[Source records]
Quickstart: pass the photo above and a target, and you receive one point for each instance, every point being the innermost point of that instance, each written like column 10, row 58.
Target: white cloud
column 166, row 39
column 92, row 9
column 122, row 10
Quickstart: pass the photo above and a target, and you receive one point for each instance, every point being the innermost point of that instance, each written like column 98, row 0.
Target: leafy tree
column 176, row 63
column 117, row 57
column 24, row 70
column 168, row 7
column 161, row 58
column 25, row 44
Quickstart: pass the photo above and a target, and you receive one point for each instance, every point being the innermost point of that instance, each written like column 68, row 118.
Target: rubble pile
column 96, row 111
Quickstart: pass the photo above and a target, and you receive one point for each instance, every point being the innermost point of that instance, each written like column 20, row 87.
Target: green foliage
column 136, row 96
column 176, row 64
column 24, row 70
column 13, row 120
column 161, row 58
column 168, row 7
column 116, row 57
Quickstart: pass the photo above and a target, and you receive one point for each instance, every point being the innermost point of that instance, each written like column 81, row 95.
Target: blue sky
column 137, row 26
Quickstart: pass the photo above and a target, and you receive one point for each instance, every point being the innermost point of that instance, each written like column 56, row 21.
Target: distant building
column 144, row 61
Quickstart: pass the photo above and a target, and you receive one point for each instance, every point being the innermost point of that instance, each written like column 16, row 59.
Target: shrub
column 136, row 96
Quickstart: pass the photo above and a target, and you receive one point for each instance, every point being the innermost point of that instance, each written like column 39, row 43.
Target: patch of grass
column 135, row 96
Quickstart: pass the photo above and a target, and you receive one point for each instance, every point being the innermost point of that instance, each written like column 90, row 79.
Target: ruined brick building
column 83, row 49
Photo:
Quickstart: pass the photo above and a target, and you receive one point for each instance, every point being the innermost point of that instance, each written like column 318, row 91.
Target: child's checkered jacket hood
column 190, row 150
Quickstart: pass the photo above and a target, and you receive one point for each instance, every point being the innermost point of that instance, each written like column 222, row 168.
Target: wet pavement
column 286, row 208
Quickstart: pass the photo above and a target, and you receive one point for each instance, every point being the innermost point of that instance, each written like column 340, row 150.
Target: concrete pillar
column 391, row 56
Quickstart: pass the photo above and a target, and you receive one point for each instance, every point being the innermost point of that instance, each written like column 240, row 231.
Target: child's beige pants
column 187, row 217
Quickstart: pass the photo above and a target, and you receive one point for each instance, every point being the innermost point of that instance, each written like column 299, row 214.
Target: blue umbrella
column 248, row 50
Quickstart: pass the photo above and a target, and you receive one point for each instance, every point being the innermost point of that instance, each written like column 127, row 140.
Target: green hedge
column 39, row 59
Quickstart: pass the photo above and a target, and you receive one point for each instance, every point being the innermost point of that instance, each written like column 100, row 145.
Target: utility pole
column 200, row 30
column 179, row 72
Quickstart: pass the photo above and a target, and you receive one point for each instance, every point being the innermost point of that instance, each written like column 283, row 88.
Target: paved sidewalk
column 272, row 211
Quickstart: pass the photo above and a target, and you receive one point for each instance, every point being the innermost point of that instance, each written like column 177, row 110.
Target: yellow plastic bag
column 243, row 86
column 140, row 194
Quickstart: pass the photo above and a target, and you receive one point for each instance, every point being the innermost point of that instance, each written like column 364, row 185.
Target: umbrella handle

#### What you need to do:
Copy every record precisely, omitting nothing.

#### Completed task:
Quickstart: pass the photo above and a target, and you receive one point for each instance, every point being the innermost point of that instance, each written like column 10, row 58.
Target: white cloud
column 166, row 39
column 92, row 9
column 122, row 10
Quickstart: pass the photo above and a target, and you receive one point for each instance, every point being the innermost point of that instance, each written like column 98, row 0.
Target: leafy tree
column 176, row 63
column 117, row 57
column 24, row 70
column 168, row 7
column 161, row 58
column 25, row 44
Quickstart: pass the photo above and a target, and you receive one point for each instance, every point being the innermost point of that instance, each written like column 68, row 118.
Target: rubble pile
column 96, row 111
Quickstart: pass the photo above and a target, and you receive one point for each instance, every point being the innermost point of that instance, each written like column 20, row 87.
Target: green foliage
column 136, row 96
column 176, row 64
column 24, row 70
column 13, row 120
column 161, row 58
column 168, row 7
column 116, row 57
Quickstart: pass the photo above and a target, and you receive one point for each instance, every point being the innermost point of that instance, each written like column 81, row 95.
Target: blue sky
column 137, row 26
Quickstart: pass the photo above and a target, and you receive one point for each instance, every point being the innermost point of that instance, each written like column 56, row 21.
Target: distant building
column 144, row 61
Quickstart: pass the photo above and a target, and you receive one point for each instance, every point being the innermost point of that instance, each written like column 16, row 59.
Target: shrub
column 136, row 96
Quickstart: pass the photo above and a target, and you receive one point for each instance, every point being the innermost point of that instance, each written like column 39, row 43.
Target: patch of grass
column 135, row 96
Quickstart: pass the photo above and a target, and you receive one point for each instance, every point being the innermost point of that instance, each written like column 90, row 79.
Target: ruined brick building
column 83, row 49
Photo:
Quickstart: pass the photo above and a target, and you receive one point for each instance, every point being the innermost point of that instance, each written like column 318, row 91.
Target: child's checkered jacket hood
column 190, row 150
Quickstart: pass the photo above and a target, and you receive one point for each instance, every point being the innermost point of that instance, each written like column 222, row 168.
Target: wet pavement
column 286, row 208
Quickstart: pass the photo above and a target, and you receive one point for each instance, every point being the innermost point of that instance, each written like column 340, row 150.
Target: concrete pillar
column 391, row 56
Quickstart: pass the photo above and a target, and you receive one point for each instance, every point being the innermost point of that instance, each written like column 240, row 231.
Target: child's beige pants
column 187, row 217
Quickstart: pass the photo above and a target, and you receive one point for each instance, every point being the innermost point of that instance, each written like column 299, row 214.
Target: blue umbrella
column 248, row 50
Quickstart: pass the photo above and a target, and you receive one point for each instance, every point being the innermost point of that instance, each written like column 127, row 140.
Target: green hedge
column 39, row 59
Quickstart: pass the photo above and a target, and you receive one point for each instance, every point being the innermost point of that instance, each written like column 100, row 145.
Target: utility pole
column 200, row 30
column 179, row 72
Quickstart: pass the photo above and a target, and you receive one point for each instance, every point being the innermost point of that instance, each written like column 283, row 88.
Target: paved sidewalk
column 272, row 211
Quickstart: pass the photo above and a target, and you receive one point for each instance, every point being the innermost point of that instance, each written like column 177, row 110.
Target: yellow plastic bag
column 243, row 86
column 140, row 194
Quickstart: pass the photo above and a target, and you receive one point for each instance, every point being the innermost point of that instance, each written like column 364, row 185.
Target: umbrella handle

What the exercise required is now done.